Records →

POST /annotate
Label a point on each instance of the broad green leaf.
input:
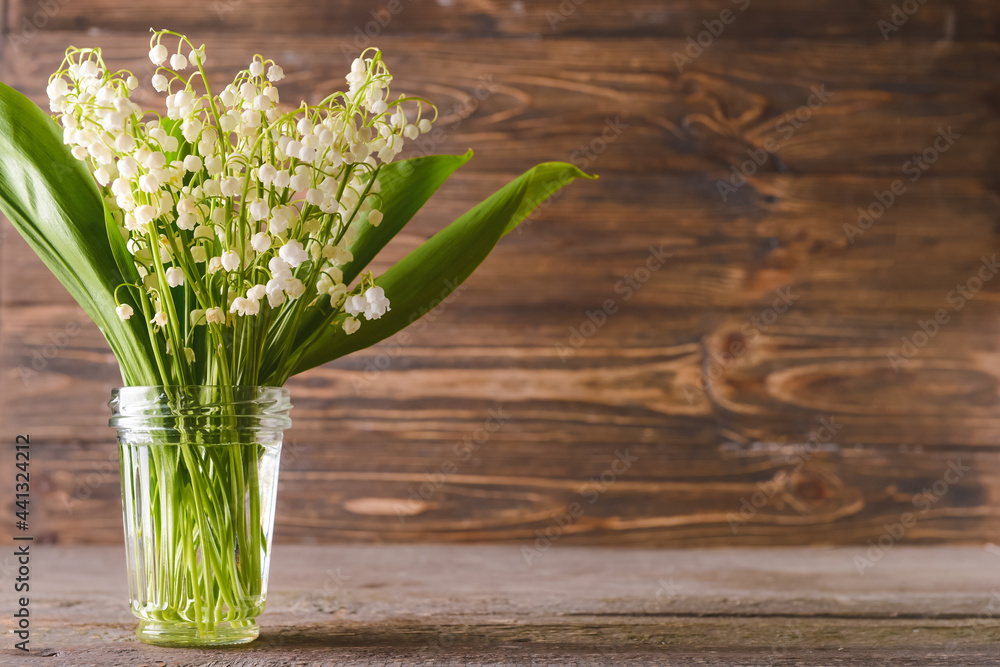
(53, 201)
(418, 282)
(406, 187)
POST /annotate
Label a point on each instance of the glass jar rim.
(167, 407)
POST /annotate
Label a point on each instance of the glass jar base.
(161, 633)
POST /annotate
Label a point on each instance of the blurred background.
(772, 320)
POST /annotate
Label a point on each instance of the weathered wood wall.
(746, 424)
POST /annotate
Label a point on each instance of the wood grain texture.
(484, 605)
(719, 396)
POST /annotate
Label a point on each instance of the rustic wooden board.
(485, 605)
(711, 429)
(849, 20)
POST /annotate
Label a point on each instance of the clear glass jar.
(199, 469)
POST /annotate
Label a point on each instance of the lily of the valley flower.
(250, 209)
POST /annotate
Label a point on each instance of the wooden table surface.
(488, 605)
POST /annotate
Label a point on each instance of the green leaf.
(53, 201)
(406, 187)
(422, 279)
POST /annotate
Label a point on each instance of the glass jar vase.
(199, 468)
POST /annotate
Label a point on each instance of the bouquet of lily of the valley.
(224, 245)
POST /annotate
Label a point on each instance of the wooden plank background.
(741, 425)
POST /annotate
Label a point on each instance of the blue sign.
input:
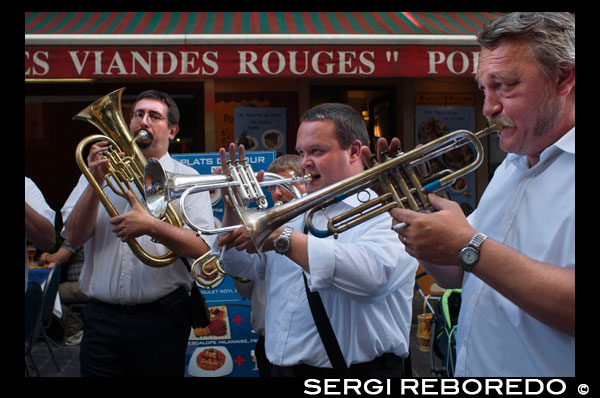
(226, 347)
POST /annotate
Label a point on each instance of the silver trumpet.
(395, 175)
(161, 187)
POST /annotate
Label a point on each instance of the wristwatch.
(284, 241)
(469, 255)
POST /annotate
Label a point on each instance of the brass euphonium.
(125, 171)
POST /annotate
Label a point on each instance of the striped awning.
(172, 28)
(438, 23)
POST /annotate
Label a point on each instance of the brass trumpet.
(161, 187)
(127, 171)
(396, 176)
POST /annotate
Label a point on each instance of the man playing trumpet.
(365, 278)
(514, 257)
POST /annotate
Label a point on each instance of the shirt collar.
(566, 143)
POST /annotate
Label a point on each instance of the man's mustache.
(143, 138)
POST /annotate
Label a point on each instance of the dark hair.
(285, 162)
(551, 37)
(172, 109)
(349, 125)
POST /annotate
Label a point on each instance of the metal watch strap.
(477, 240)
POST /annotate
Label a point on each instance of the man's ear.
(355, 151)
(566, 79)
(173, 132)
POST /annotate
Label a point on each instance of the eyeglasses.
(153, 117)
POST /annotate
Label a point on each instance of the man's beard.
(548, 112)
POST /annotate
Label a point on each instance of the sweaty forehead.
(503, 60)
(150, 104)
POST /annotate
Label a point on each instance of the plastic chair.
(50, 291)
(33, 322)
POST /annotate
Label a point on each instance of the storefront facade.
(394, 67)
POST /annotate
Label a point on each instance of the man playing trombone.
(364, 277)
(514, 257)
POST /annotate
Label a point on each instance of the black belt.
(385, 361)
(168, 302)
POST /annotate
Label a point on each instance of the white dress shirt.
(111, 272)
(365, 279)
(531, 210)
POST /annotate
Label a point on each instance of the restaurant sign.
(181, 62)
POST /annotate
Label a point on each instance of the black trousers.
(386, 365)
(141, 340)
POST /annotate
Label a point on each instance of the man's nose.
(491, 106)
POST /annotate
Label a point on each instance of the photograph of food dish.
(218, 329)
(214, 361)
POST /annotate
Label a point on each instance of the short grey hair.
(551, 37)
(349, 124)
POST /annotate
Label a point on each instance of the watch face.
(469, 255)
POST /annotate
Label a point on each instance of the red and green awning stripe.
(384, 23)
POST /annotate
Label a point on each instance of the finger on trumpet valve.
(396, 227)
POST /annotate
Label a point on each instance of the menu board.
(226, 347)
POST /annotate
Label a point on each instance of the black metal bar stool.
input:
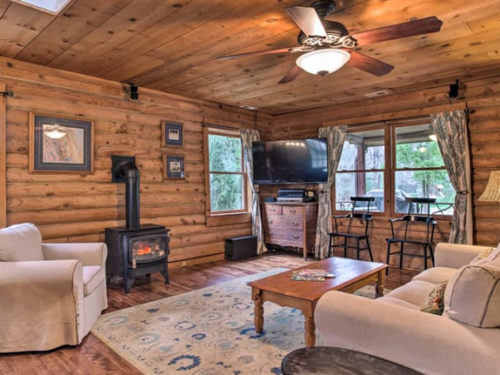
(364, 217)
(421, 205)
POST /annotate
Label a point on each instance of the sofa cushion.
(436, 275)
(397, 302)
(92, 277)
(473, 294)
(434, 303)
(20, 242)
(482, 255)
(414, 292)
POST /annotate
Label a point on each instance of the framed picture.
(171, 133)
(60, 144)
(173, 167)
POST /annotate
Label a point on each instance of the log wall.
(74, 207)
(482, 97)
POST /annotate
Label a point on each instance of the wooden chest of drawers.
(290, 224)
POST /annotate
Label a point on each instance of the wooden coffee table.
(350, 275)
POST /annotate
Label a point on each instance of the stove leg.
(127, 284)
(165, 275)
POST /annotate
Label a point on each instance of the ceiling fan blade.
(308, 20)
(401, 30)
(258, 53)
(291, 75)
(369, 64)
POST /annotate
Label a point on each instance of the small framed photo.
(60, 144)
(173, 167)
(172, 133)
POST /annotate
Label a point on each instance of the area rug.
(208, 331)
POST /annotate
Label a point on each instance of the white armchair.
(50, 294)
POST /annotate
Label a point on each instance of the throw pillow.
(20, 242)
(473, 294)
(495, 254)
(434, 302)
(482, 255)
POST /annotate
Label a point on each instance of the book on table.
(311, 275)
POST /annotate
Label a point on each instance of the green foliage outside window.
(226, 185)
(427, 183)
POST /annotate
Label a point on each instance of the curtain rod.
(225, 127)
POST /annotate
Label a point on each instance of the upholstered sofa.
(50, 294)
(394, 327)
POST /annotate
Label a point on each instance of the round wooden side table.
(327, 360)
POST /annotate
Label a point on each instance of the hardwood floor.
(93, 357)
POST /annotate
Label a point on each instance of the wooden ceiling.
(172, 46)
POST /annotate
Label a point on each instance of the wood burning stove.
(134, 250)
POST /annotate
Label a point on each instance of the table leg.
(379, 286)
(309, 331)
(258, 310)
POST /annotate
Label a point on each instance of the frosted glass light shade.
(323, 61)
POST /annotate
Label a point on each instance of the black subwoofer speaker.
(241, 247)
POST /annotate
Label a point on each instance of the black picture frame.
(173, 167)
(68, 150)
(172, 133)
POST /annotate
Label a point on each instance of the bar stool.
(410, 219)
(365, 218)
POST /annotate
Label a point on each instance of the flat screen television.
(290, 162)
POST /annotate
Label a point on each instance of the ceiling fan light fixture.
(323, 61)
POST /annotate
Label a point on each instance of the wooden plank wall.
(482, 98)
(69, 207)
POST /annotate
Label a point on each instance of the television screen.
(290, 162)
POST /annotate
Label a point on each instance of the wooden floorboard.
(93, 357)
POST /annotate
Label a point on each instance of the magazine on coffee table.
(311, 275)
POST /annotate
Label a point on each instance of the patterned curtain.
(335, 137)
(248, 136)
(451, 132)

--

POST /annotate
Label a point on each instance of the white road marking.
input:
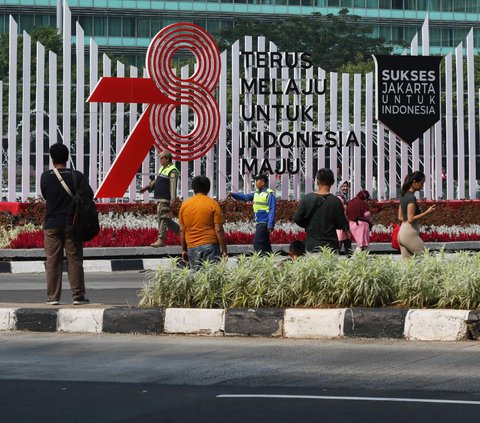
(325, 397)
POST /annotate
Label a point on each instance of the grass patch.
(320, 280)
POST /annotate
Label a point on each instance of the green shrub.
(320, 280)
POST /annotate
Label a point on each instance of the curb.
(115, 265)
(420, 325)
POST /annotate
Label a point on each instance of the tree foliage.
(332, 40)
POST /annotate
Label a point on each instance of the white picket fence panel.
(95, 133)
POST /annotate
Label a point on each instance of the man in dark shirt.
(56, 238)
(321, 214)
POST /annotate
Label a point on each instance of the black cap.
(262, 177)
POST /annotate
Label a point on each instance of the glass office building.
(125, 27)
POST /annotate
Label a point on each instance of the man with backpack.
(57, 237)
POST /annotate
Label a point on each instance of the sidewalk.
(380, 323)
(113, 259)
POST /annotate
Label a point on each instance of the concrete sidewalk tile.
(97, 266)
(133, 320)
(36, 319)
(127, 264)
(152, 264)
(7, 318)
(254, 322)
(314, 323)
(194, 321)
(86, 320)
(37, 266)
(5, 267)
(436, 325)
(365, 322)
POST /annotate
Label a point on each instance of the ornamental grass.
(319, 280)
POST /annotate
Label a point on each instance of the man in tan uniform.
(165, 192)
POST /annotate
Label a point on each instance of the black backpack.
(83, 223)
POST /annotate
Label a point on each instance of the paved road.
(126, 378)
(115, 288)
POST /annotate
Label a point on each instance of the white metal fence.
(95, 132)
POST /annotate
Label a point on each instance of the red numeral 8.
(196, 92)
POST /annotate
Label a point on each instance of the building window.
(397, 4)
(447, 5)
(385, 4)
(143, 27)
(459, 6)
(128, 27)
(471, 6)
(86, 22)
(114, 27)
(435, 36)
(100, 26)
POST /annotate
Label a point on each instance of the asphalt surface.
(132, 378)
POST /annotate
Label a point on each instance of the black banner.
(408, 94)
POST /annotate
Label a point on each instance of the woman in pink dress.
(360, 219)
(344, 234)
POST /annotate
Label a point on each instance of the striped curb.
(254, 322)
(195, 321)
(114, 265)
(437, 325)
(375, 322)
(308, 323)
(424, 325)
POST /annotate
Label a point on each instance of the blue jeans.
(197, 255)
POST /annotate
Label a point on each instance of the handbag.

---

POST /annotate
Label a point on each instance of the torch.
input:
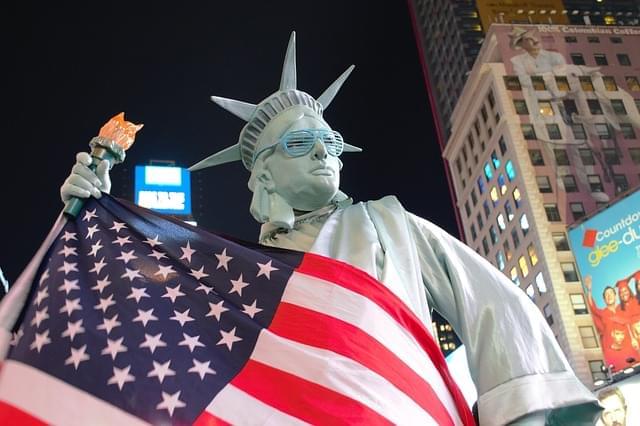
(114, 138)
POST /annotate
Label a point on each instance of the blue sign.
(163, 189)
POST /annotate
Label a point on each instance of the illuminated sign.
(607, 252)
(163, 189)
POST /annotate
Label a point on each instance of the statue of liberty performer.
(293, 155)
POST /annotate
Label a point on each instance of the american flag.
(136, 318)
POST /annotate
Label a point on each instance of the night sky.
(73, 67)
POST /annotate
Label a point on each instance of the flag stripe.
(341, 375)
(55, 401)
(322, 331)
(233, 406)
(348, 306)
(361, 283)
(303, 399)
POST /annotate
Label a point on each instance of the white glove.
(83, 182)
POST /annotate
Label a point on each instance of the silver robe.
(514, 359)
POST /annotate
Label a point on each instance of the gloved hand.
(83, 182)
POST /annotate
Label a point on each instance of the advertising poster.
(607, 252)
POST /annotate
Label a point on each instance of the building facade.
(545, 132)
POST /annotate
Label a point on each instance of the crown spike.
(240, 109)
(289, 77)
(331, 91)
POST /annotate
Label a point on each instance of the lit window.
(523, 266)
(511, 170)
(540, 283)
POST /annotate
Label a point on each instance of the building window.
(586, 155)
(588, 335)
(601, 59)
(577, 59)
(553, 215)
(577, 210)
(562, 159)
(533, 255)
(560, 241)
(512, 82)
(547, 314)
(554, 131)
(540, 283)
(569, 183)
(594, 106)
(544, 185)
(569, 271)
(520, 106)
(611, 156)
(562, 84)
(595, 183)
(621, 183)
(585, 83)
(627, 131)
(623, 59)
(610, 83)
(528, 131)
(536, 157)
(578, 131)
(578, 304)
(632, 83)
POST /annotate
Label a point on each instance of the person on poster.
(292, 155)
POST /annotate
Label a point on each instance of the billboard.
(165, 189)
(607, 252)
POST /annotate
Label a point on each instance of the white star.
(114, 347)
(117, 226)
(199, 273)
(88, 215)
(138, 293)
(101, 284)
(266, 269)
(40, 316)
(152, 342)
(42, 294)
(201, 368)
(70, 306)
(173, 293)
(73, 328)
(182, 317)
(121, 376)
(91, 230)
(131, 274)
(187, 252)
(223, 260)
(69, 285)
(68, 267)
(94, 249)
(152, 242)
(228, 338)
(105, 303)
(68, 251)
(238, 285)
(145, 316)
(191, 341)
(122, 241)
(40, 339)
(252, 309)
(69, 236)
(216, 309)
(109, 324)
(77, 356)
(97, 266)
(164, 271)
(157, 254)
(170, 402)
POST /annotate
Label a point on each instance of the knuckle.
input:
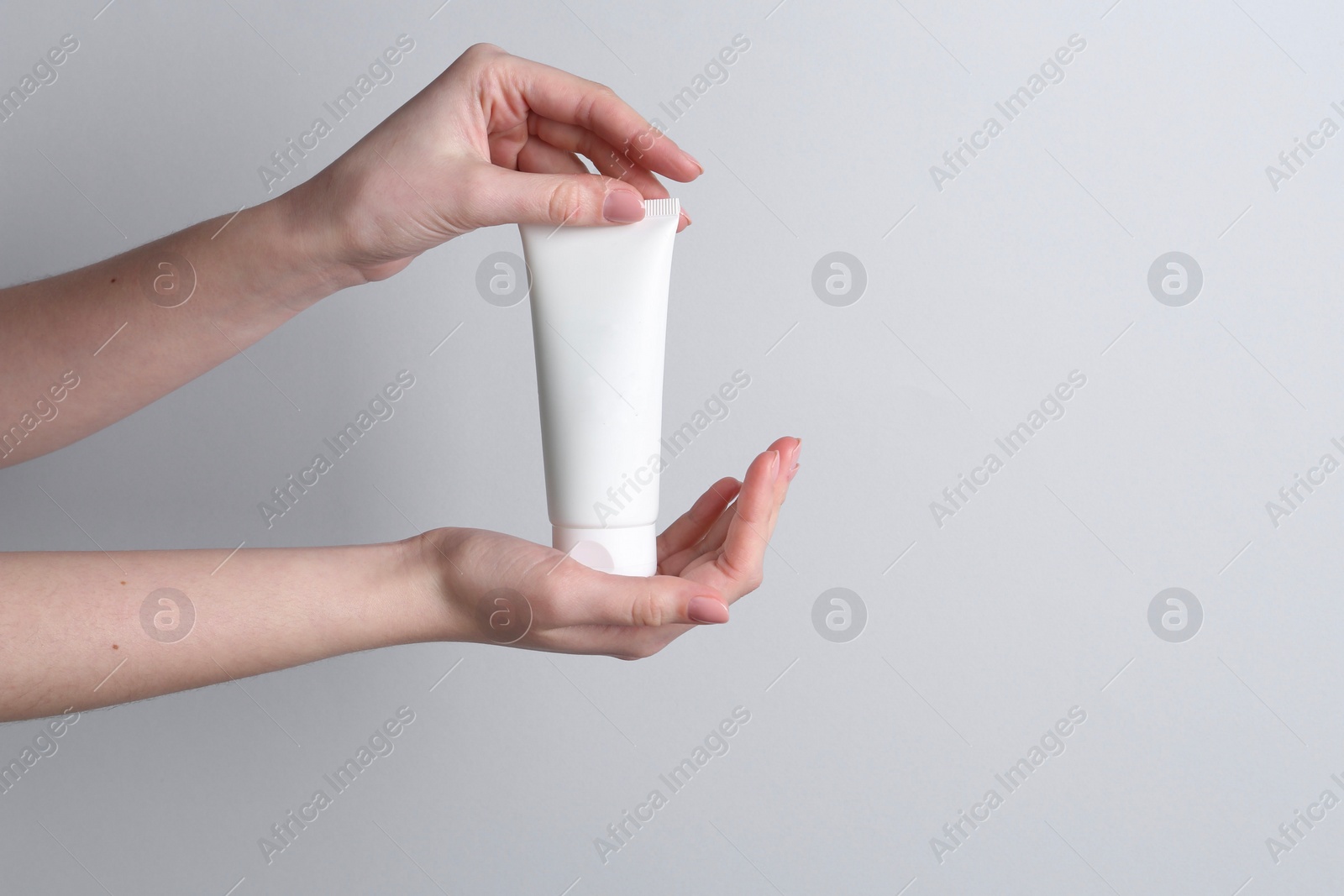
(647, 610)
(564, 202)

Your goal → List every line in the rows above that contains the string "trumpet".

Task answer →
Label a point on each instance of the silver trumpet.
Label a point on each instance of the brass trumpet.
Label a point on each instance of the man playing trumpet.
Label a point on each instance of the finger on trumpet valve.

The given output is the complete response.